§ **What you have to do**: Rewrite all of the records below, changing every "detect" to "locate" and leaving everything else as it is.

§ **Records for this exercise**:
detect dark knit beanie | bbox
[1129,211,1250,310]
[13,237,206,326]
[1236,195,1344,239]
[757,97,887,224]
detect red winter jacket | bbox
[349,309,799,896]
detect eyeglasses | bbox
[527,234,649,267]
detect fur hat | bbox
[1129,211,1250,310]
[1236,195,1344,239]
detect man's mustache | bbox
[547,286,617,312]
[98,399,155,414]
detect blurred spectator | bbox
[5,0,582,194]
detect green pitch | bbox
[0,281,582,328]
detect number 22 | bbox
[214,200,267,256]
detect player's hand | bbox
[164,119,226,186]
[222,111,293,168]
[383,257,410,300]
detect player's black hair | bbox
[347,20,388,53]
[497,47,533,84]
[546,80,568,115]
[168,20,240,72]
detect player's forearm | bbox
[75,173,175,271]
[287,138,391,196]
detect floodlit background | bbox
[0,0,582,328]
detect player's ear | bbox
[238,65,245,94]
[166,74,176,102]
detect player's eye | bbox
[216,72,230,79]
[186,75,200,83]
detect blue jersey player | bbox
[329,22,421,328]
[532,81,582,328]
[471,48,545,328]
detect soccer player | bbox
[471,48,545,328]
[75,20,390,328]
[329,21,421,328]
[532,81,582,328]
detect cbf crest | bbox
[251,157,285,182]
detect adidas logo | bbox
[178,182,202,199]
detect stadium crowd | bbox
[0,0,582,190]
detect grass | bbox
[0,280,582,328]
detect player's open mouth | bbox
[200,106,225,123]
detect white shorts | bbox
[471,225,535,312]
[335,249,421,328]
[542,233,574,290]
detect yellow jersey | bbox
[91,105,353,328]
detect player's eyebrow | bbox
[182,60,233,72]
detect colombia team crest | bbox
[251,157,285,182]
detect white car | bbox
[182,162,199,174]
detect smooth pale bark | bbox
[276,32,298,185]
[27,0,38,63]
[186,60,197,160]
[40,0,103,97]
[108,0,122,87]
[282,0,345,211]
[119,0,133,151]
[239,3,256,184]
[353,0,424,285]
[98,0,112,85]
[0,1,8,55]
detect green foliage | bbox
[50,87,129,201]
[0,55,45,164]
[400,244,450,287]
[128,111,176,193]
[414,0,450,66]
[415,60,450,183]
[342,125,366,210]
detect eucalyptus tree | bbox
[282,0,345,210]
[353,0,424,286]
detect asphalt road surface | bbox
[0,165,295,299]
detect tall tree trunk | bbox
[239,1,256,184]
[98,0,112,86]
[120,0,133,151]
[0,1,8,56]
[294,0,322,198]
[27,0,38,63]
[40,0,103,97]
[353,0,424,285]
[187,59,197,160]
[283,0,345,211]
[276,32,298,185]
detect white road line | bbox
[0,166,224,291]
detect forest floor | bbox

§ **Solution below**:
locate dark knit beanie | bbox
[1129,211,1250,310]
[13,237,206,326]
[1236,195,1344,239]
[757,97,887,224]
locate red winter jacket | bbox
[349,309,799,896]
locate eyeglasses | bbox
[527,234,649,267]
locate fur hat | bbox
[1129,211,1250,310]
[1236,195,1344,239]
locate man's mustache | bbox
[547,286,617,312]
[98,399,155,414]
locate blurred spectator | bbox
[5,0,582,194]
locate green pitch | bbox
[0,281,582,328]
locate number 22 | bbox
[214,200,267,256]
locate player's hand | bbox
[164,119,226,186]
[222,111,293,168]
[383,257,410,300]
locate player's black hair | bbox
[347,20,388,53]
[497,47,533,84]
[546,80,568,115]
[168,20,240,72]
locate player's forearm | bbox
[75,173,175,271]
[287,138,391,196]
locate floodlit background | bbox
[0,0,582,328]
locate player's ear | bbox
[238,65,245,94]
[166,74,176,102]
locate player's eye | bbox
[216,72,230,79]
[186,75,200,83]
locate blue jersey player | bbox
[329,22,421,328]
[532,81,582,328]
[471,48,545,328]
locate soccer player | bbox
[471,48,545,328]
[75,20,390,328]
[329,21,421,328]
[532,81,582,328]
locate cbf crest | bbox
[251,157,285,182]
locate adidas logo | bbox
[178,182,202,199]
locate stadium crowd | bbox
[0,0,582,190]
locate grass | bbox
[0,280,582,328]
locate player's open mouth | bbox
[200,106,225,123]
locate white shorts | bbox
[471,225,535,312]
[335,249,421,328]
[542,233,574,290]
locate yellow jersey | bbox
[91,105,353,328]
locate player's eyebrow | bbox
[182,60,233,72]
locate colombia team crest | bbox
[251,157,285,182]
locate white car | bbox
[182,162,199,174]
locate smooth pale bark | bbox
[276,32,298,185]
[27,0,38,63]
[186,60,197,160]
[40,0,103,97]
[108,0,122,87]
[282,0,345,211]
[119,0,133,151]
[239,3,256,184]
[353,0,424,285]
[98,0,112,85]
[0,1,8,55]
locate green foliage | bbox
[50,87,129,201]
[0,55,45,164]
[400,244,450,287]
[128,111,176,193]
[414,0,450,66]
[415,60,450,183]
[342,125,366,210]
locate eucalyptus tree | bbox
[282,0,345,210]
[353,0,424,286]
locate asphalt road surface | bbox
[0,165,295,299]
locate tall tree trunk | bbox
[239,1,256,184]
[98,0,112,86]
[120,0,133,151]
[0,1,8,56]
[294,0,322,198]
[27,0,38,63]
[40,0,103,97]
[353,0,424,285]
[187,59,197,160]
[283,0,345,211]
[276,32,298,185]
locate white road line | bbox
[0,166,224,291]
locate forest floor | bbox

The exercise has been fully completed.